Copy every one of the rows below word for word, and leave the pictures out.

** Start of Data entries **

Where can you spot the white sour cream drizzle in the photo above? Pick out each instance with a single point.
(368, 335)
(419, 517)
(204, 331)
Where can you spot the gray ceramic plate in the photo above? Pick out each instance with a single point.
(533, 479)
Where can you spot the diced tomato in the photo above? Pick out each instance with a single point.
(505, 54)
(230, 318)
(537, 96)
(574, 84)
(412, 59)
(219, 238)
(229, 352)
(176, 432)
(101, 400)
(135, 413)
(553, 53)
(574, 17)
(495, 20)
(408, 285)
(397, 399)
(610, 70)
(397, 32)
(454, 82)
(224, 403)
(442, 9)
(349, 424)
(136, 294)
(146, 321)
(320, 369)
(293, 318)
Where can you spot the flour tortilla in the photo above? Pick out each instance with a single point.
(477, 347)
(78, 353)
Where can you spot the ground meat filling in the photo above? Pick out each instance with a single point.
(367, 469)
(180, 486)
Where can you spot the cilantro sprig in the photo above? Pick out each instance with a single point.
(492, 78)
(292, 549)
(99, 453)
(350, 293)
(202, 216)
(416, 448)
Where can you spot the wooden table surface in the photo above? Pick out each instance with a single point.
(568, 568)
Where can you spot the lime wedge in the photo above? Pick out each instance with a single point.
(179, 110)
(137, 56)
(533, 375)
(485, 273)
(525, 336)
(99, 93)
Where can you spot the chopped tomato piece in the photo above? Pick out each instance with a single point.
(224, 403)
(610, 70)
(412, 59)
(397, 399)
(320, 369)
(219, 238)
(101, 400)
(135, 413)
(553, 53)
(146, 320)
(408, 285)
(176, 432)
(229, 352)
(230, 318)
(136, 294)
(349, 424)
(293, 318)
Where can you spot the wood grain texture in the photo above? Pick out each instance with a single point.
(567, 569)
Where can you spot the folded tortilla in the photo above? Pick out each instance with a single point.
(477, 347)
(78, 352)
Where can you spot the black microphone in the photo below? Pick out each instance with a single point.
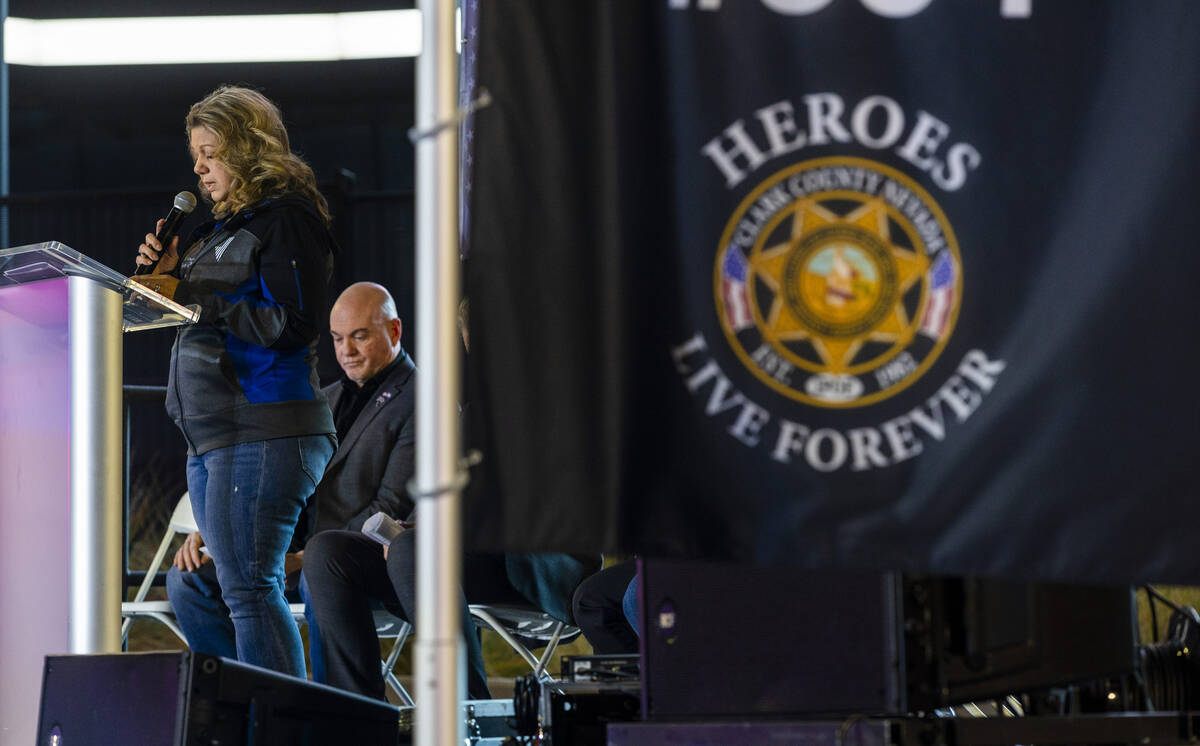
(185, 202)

** End of Data entries **

[Response below]
Where can you spot the white sour cream drizzle in the photo above? Pick out each instance with a single point.
(368, 335)
(419, 517)
(204, 331)
Where can you spot the gray ceramic plate in the photo above? Pick out each instance with a single point.
(533, 479)
Where can you spot the diced tomato in the photo above? Pick out each instance with a single point.
(505, 54)
(230, 318)
(537, 96)
(574, 84)
(412, 59)
(219, 238)
(229, 352)
(176, 432)
(101, 400)
(135, 413)
(553, 53)
(574, 17)
(495, 20)
(408, 285)
(397, 399)
(610, 70)
(397, 32)
(454, 82)
(224, 403)
(442, 9)
(349, 424)
(136, 294)
(146, 321)
(320, 369)
(293, 318)
Where can you spot the flour tortilla in the photo above? Pick out each instance with a single point.
(477, 347)
(78, 353)
Where can you spot the ground meat filling in the photo above? Pick out each instance with a single point.
(367, 469)
(180, 486)
Where can you spot the cilantro sprig in the photo above? Pick out each instance with a single point.
(492, 78)
(292, 549)
(99, 453)
(350, 293)
(202, 216)
(416, 448)
Where can you spot the wooden table surface in the photo above? Pick out each instance with a single point.
(568, 568)
Where can you spot the lime wedge in the photo above? Pick out each instance with a single point.
(179, 110)
(137, 56)
(533, 375)
(485, 273)
(525, 336)
(99, 93)
Where can you spot the chopped tomato piece in the photo above? Pick out each instance with a single point.
(224, 403)
(610, 70)
(412, 59)
(397, 399)
(320, 369)
(219, 238)
(101, 400)
(135, 413)
(553, 53)
(146, 320)
(408, 285)
(176, 432)
(229, 352)
(230, 318)
(136, 294)
(349, 424)
(293, 318)
Where can you spot the wood grain texture in the photo above? Pick out each instance with a single point.
(567, 569)
Where can you spot the folded tortilla in the photo above? Pick out each instance with a single point.
(477, 347)
(78, 352)
Where can you spot the black microphone in the photo below? Pick out each instance with a single point.
(185, 202)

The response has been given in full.